*WRITTEN EXERCISE:*
Pull out every line in the records below that contains the word “curved” and copy each of those lines as it appears.
## Begin EXERCISE DATA
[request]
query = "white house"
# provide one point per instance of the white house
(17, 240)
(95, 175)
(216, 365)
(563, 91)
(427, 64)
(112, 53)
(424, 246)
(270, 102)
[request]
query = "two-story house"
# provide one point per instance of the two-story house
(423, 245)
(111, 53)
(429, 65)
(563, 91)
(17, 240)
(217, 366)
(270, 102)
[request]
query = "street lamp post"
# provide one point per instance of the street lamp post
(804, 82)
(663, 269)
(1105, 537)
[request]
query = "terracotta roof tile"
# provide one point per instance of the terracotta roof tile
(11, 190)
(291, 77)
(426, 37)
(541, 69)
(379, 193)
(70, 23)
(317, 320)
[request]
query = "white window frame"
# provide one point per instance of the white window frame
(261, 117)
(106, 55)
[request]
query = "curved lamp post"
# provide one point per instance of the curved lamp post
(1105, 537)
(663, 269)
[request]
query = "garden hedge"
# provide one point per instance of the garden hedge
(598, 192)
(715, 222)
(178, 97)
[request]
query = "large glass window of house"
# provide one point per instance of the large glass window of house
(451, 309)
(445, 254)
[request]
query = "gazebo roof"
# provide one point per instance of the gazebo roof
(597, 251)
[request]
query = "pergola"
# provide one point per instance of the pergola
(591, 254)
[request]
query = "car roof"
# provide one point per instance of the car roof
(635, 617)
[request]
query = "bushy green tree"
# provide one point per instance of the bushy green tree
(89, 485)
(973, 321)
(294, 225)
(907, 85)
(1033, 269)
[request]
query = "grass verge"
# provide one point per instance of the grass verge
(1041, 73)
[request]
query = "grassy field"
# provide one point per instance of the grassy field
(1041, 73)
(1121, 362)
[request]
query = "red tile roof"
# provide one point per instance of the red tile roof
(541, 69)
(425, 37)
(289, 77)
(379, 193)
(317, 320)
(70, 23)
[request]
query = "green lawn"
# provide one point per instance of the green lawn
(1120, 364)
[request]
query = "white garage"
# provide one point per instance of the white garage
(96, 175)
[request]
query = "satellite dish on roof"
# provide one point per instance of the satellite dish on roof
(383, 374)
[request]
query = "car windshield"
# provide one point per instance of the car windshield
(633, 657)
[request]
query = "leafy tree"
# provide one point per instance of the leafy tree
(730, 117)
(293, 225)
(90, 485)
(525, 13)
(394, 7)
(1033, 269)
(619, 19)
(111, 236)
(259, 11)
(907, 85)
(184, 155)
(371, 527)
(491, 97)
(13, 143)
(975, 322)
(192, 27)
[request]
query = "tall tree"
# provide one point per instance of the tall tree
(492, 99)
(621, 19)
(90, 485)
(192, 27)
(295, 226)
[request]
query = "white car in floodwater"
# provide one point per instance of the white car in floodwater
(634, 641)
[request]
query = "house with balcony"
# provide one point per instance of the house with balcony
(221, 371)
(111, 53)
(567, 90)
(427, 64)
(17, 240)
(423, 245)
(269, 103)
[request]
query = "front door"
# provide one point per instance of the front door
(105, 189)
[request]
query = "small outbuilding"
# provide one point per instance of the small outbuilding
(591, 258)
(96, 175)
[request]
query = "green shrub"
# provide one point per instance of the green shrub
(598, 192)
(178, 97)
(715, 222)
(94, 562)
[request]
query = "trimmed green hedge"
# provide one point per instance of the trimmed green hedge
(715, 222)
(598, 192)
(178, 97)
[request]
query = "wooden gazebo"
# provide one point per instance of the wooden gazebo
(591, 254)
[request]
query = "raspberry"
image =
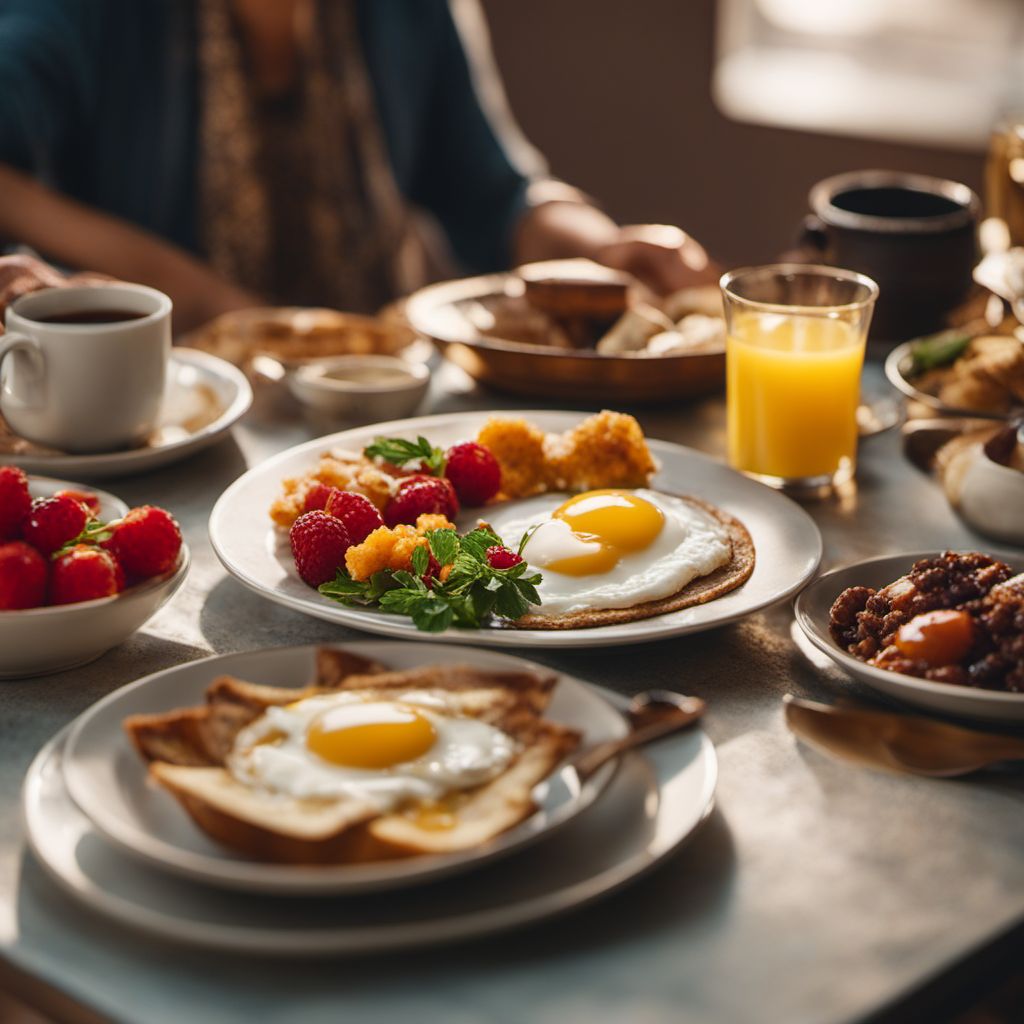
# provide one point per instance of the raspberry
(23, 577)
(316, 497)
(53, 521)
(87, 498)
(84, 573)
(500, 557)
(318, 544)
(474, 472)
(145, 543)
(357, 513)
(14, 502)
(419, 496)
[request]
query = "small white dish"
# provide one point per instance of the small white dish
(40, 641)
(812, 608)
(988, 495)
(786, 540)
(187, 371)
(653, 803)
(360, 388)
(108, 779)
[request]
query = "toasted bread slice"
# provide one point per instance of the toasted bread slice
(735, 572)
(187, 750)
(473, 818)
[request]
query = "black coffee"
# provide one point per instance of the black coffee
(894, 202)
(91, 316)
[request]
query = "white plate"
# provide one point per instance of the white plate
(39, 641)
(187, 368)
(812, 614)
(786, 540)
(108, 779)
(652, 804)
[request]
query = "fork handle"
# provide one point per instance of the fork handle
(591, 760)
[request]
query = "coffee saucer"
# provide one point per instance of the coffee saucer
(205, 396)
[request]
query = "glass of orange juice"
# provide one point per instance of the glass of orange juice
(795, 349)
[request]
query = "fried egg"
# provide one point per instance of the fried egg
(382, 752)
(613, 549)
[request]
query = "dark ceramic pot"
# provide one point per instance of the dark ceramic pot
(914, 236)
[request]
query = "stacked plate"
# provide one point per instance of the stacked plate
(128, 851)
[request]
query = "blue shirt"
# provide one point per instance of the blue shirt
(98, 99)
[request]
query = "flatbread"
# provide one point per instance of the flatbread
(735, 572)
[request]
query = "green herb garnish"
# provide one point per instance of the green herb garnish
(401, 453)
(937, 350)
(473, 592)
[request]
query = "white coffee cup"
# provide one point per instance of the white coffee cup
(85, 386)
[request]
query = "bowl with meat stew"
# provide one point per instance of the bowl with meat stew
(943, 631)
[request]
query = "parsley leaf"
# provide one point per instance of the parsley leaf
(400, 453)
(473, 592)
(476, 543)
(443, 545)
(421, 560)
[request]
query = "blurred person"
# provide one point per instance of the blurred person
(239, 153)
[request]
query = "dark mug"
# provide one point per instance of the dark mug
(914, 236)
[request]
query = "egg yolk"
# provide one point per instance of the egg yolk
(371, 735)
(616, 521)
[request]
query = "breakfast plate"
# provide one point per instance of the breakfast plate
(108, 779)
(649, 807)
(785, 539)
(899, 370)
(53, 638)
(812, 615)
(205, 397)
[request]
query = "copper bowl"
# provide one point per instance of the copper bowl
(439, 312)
## End EXERCISE DATA
## Begin EXERCISE DATA
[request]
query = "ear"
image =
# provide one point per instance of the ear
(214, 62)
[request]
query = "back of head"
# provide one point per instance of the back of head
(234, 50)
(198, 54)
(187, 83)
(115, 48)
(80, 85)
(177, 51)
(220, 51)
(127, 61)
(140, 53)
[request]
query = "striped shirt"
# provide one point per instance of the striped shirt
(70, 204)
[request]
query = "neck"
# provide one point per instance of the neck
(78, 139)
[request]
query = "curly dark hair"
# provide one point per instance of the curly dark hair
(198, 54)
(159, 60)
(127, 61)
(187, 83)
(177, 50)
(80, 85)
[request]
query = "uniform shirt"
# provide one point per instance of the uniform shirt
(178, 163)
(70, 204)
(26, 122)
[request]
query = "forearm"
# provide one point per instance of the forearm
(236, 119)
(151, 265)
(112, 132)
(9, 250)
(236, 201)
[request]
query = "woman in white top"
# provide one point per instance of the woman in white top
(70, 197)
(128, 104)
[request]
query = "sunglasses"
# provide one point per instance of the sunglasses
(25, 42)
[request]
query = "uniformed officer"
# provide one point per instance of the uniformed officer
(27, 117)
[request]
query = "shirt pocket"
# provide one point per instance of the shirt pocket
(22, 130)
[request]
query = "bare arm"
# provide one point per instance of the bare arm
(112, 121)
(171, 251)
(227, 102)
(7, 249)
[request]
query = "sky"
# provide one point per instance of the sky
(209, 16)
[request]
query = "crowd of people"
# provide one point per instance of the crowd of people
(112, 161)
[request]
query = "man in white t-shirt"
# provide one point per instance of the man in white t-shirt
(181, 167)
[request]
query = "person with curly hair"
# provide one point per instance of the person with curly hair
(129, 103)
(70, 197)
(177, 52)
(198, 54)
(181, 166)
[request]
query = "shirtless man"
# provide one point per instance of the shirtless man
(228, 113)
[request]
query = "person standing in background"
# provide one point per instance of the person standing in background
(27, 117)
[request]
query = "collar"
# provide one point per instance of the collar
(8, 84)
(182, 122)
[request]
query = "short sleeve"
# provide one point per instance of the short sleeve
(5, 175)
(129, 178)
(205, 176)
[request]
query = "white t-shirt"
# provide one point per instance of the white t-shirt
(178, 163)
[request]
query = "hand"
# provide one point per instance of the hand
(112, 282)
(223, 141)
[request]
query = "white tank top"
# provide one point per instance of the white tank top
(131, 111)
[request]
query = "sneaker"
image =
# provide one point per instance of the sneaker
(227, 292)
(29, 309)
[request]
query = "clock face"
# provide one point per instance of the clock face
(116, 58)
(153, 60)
## End EXERCISE DATA
*FULL RESPONSE:*
query = "curved lamp post"
# provide one point per instance of the curved lamp post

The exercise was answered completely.